== Segment start ==

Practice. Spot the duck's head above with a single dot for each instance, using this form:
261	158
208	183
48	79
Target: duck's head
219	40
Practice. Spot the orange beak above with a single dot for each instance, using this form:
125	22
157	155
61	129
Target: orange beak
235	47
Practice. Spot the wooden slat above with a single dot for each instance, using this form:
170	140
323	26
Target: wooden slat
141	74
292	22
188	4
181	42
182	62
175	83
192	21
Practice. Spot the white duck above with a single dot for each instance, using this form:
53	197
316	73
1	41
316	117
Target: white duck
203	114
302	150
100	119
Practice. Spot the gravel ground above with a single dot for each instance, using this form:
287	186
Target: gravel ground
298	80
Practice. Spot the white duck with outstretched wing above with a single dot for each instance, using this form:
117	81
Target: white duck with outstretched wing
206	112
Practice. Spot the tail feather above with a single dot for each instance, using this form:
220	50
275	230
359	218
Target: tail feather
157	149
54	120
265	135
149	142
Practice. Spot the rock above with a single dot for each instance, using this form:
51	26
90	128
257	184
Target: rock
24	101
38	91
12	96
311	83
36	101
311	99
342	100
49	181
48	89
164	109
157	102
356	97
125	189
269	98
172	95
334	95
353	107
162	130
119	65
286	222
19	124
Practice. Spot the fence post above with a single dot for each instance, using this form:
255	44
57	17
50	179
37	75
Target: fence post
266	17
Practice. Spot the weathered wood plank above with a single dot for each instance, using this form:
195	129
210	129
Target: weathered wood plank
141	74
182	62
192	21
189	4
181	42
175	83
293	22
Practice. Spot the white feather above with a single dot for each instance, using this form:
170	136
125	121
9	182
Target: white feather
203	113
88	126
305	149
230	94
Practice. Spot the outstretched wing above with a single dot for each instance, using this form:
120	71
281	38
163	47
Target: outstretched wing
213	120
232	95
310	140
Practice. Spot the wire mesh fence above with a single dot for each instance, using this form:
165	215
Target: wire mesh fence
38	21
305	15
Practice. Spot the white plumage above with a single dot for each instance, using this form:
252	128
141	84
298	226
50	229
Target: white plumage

== Segment end ==

**What needs to be done:** In the listing above, count every line that contains "plumage". Respond with the number alone.

**Solution for this problem:** 2